***** Records shown

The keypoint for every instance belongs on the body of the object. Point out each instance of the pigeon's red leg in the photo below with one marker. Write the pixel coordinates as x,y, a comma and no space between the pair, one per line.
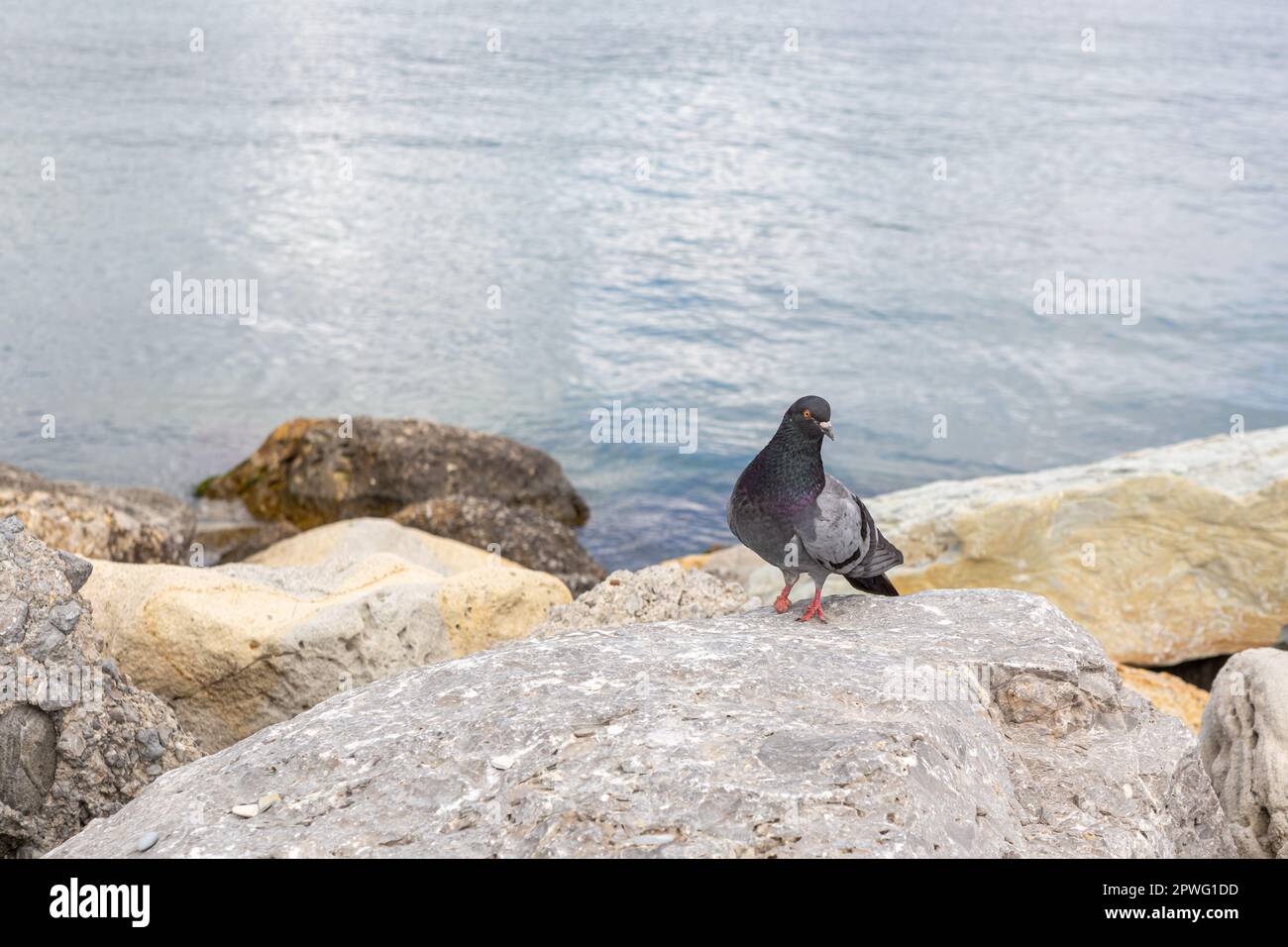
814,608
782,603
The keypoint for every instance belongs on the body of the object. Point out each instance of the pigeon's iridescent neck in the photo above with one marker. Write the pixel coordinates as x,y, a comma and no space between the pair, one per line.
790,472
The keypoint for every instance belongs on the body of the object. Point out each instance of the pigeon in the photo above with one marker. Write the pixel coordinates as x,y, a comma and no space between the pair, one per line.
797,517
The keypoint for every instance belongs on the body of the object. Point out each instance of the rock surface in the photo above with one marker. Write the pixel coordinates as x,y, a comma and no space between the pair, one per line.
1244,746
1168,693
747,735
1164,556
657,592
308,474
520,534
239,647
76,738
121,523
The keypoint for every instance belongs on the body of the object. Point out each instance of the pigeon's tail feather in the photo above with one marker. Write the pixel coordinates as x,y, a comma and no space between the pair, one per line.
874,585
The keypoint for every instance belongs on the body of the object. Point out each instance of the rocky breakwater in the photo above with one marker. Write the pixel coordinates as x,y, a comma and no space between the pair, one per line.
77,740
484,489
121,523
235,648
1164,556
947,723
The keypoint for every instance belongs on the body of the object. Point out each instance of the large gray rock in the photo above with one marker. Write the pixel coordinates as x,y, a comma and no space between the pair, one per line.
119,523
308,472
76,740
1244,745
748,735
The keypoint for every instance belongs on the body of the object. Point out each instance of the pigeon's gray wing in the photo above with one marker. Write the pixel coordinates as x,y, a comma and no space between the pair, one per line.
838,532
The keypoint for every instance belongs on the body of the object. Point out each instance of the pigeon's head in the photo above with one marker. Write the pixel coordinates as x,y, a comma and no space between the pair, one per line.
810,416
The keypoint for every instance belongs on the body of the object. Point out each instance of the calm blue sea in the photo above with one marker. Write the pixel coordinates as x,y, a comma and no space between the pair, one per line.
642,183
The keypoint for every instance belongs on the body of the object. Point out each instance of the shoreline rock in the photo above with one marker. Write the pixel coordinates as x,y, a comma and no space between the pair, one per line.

**********

■ **What is needed**
Find the line containing "the pigeon's gray", then output it and every line after it to the end of the data, exactly.

■ **Full answer**
The keypoint for every instance belongs on the body of the object. Point out each instance of the pigeon's gray wing in the photo above with one marker. Write the pixel coordinates as x,y, a comma and no space between the pair, one per line.
838,532
The keypoint for every instance belongs on the body of the object. Point out each instance of the pigeon's head in the photo above with one marker. Write the pixel coordinates as x,y, a comma and no space between the pair, one per line.
810,416
The keypoint for every instance belongs on the body of the object. Point out each instance of the calm blue sea in the photo above with one marker. Write the pixel coordinates as x,y, a comma and no space between the pair, one per line.
642,183
The keypoint for every instance belongs on the body of the object. Point out each instance of the shoreline rock in the photo above with one marker. Write the pixel coordinates as x,y, a comma and no space between the pair, one per line.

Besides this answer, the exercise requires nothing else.